SOURCE:

It enables you to register and update protobuf messages and gRPC services at runtime, create "Collections" (tables + API servers) of any proto type, and dynamically dispatch RPC calls across a distributed system—all with strong typing and validation.

Tell me more!

Collections are generic protobuf container for structured data, backed by sqlite. A collection is an ordered list of records of a single proto message type, filterable labels, and create/update metadata.

Namespaces are the core of collector's multitenancy model. A collection belongs to a single namespace, but the services respect a hierarchical namespacing model that keeps data/types/services/everything else separate across namespaces.

CollectionService is implements generic CRUD and Search APIs for Collections, plus the ability to invoke custom rpcs on the Collections. These are all provided automatically.

CollectionRepo is a Collection of Collections, "controller" of collection service and other internal/registered grpc servers and collections for this "collector". Also handles backups, clones/fetches, etc.

STATED PROBLEM:
Write out the collector overview from "CollectionRepo is a" to "backups, clones/fetches, etc.".

[Collected data entries]

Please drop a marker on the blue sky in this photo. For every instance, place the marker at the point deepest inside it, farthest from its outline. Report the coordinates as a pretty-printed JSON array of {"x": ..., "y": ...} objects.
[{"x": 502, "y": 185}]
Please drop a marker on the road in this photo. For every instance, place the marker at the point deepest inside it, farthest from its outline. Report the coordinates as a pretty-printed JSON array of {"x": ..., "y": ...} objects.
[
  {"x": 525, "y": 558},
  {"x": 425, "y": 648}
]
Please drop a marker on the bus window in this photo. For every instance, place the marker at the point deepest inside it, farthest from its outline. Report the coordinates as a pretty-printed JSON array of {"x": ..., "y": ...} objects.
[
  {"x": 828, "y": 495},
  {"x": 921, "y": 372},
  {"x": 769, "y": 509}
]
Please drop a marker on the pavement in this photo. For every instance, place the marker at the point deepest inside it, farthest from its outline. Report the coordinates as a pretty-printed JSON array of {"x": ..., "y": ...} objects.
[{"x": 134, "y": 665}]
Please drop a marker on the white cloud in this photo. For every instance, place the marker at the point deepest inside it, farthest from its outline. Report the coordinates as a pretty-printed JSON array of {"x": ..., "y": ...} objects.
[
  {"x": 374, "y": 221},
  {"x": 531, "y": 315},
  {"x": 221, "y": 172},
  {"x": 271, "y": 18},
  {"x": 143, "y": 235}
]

WRITTEN ANSWER:
CollectionRepo is a Collection of Collections, "controller" of collection service and other internal/registered grpc servers and collections for this "collector". Also handles backups, clones/fetches, etc.